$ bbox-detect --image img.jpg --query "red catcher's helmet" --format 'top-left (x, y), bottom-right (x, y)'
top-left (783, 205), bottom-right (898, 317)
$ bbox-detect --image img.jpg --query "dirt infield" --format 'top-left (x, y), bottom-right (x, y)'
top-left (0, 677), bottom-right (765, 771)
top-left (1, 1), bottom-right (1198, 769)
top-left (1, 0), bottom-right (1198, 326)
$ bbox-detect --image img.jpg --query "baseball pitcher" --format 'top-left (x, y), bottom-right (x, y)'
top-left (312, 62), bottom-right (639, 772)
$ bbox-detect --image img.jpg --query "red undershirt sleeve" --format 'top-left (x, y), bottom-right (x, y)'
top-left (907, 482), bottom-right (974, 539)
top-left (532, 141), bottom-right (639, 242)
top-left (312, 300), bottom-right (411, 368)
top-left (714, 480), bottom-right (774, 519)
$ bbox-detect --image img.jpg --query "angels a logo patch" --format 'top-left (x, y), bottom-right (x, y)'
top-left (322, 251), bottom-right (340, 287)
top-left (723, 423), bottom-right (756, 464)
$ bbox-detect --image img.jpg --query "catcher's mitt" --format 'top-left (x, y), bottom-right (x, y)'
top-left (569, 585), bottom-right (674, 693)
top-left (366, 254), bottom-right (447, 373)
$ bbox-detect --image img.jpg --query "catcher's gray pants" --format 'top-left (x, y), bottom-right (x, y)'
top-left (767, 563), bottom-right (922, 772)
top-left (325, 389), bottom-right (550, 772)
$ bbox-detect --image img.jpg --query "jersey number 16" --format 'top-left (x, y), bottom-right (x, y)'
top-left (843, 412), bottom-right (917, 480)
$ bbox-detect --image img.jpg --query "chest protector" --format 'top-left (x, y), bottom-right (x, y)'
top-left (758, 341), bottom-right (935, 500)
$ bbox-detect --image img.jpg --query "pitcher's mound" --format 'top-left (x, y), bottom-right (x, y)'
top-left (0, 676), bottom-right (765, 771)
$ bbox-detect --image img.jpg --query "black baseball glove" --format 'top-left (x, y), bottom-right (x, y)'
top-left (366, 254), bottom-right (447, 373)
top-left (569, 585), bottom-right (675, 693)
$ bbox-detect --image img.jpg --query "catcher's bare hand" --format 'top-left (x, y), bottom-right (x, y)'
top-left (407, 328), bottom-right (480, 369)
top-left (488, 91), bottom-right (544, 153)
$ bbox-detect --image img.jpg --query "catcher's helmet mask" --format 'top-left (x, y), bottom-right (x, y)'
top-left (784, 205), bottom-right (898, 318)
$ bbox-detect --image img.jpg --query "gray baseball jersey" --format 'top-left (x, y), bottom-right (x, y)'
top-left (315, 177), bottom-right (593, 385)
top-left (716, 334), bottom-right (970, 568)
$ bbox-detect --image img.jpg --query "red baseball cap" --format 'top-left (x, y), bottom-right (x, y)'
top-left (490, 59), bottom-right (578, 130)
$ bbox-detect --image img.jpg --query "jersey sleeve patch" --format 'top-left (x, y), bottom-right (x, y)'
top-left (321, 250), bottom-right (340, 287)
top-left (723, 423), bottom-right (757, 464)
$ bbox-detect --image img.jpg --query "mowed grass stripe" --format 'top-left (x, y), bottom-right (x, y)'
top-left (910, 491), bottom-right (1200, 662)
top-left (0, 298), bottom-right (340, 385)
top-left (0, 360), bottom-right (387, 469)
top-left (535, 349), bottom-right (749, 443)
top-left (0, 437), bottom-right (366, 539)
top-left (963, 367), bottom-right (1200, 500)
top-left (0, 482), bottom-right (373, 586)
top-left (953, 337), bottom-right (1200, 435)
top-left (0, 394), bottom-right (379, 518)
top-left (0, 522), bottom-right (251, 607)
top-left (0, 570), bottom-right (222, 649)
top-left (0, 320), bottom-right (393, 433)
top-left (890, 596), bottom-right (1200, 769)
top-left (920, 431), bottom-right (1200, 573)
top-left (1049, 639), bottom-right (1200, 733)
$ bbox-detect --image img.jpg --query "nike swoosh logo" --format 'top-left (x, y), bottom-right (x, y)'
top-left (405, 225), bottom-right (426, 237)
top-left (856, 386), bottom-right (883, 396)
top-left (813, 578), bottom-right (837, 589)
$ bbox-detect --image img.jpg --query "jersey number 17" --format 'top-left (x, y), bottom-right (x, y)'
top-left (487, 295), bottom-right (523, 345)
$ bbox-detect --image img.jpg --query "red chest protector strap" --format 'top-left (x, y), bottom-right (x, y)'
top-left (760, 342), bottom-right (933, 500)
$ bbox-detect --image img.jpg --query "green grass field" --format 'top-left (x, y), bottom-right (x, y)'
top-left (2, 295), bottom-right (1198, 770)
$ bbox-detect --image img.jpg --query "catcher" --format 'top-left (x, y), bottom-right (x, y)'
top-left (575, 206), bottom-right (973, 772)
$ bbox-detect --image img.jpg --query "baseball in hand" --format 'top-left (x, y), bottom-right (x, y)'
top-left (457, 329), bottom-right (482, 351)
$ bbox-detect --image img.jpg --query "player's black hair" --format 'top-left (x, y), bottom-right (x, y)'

* * *

= Task details =
All the records, as written, must be given again.

= Task response =
$ bbox-detect --image img.jpg --query "red catcher's helmet" --format 'top-left (x, y), bottom-right (x, y)'
top-left (783, 205), bottom-right (898, 317)
$ bbox-detect --image img.jpg --query "dirt infield" --format 'top-left (x, y), bottom-right (x, y)'
top-left (0, 677), bottom-right (765, 771)
top-left (1, 1), bottom-right (1198, 769)
top-left (1, 0), bottom-right (1198, 326)
$ bbox-detect --image img.jpg --query "baseball pitcher" --format 'top-left (x, y), bottom-right (x, y)'
top-left (312, 62), bottom-right (639, 772)
$ bbox-detect --image img.jpg --query "red undershirt sleeve" --format 'top-left (x, y), bottom-right (x, y)'
top-left (907, 482), bottom-right (974, 539)
top-left (532, 141), bottom-right (639, 242)
top-left (312, 300), bottom-right (411, 368)
top-left (714, 480), bottom-right (774, 519)
$ bbox-detect --image img.jpg --query "angels a logo patch" --format 'top-left (x, y), bottom-right (x, y)'
top-left (322, 251), bottom-right (340, 287)
top-left (723, 423), bottom-right (756, 464)
$ bbox-detect --image img.jpg --query "catcher's mitt" --format 'top-left (x, y), bottom-right (x, y)'
top-left (569, 585), bottom-right (674, 693)
top-left (366, 254), bottom-right (447, 373)
$ bbox-detect --image img.jpg --query "catcher's gray pants" --format 'top-left (x, y), bottom-right (x, y)'
top-left (767, 563), bottom-right (922, 772)
top-left (325, 389), bottom-right (550, 772)
$ bbox-detect --image img.jpg --query "jersey number 16" --format 'top-left (x, y), bottom-right (x, y)'
top-left (843, 412), bottom-right (917, 480)
$ bbox-detect --image img.jpg --query "chest protector" --format 'top-left (x, y), bottom-right (x, y)'
top-left (758, 341), bottom-right (935, 500)
$ bbox-detect --image img.jpg --query "pitcher's mound" --format 'top-left (x, y), bottom-right (x, y)'
top-left (0, 676), bottom-right (765, 771)
$ bbox-detect --image img.jpg --query "black baseball glove" --format 'top-left (x, y), bottom-right (x, y)'
top-left (366, 254), bottom-right (447, 373)
top-left (569, 585), bottom-right (675, 693)
$ bbox-detect --image img.jpg --query "catcher's bare hand" --format 'top-left (x, y), bottom-right (x, y)'
top-left (407, 328), bottom-right (480, 369)
top-left (488, 91), bottom-right (544, 153)
$ bbox-detect --image img.jpg --query "catcher's helmet mask" --format 'top-left (x, y), bottom-right (x, y)'
top-left (784, 205), bottom-right (898, 318)
$ bbox-detect --image img.jpg --query "gray baseball jersey" --format 'top-left (x, y), bottom-right (x, y)'
top-left (315, 177), bottom-right (593, 385)
top-left (716, 334), bottom-right (970, 568)
$ bbox-detect --image img.jpg --query "red baseball cap" --format 'top-left (x, y), bottom-right (x, y)'
top-left (490, 59), bottom-right (578, 130)
$ bbox-detect --image img.jpg --query "jersey sleeve patch" --format 'top-left (x, y), bottom-right (x, y)'
top-left (321, 250), bottom-right (340, 287)
top-left (723, 423), bottom-right (757, 464)
$ bbox-detect --image img.jpg --query "mowed grass stripe" --format 'top-left (x, y), bottom-right (x, y)'
top-left (910, 491), bottom-right (1200, 662)
top-left (0, 298), bottom-right (340, 385)
top-left (0, 360), bottom-right (387, 469)
top-left (535, 349), bottom-right (749, 443)
top-left (0, 437), bottom-right (366, 539)
top-left (963, 367), bottom-right (1200, 500)
top-left (0, 482), bottom-right (373, 586)
top-left (953, 337), bottom-right (1200, 435)
top-left (0, 394), bottom-right (379, 518)
top-left (0, 522), bottom-right (251, 607)
top-left (0, 570), bottom-right (222, 649)
top-left (0, 320), bottom-right (393, 433)
top-left (890, 596), bottom-right (1200, 769)
top-left (920, 431), bottom-right (1200, 573)
top-left (1049, 639), bottom-right (1200, 733)
$ bbox-detect --image img.jpg --query "nike swoosh logo" --format 'top-left (x, y), bottom-right (x, y)'
top-left (405, 225), bottom-right (426, 237)
top-left (856, 386), bottom-right (883, 396)
top-left (813, 578), bottom-right (837, 589)
$ bbox-detect --image img.jpg --query "jersey number 17" --format 'top-left (x, y), bottom-right (x, y)'
top-left (487, 295), bottom-right (523, 345)
$ bbox-detect --image img.jpg --query "red chest protector strap" --format 'top-left (x, y), bottom-right (x, y)'
top-left (760, 342), bottom-right (933, 500)
$ bbox-detect --image img.jpg --query "green grass field" --format 'top-left (x, y), bottom-right (x, y)'
top-left (2, 295), bottom-right (1198, 770)
$ bbox-detect --image img.jpg --query "catcher" --format 'top-left (x, y), bottom-right (x, y)'
top-left (575, 206), bottom-right (973, 772)
$ bbox-detect --image img.jpg --query "baseball in hand" --format 'top-left (x, y), bottom-right (x, y)'
top-left (457, 329), bottom-right (482, 351)
$ bbox-detect --image img.jpg --query "player's black hair" --format 'top-left (x, y), bottom-right (x, y)'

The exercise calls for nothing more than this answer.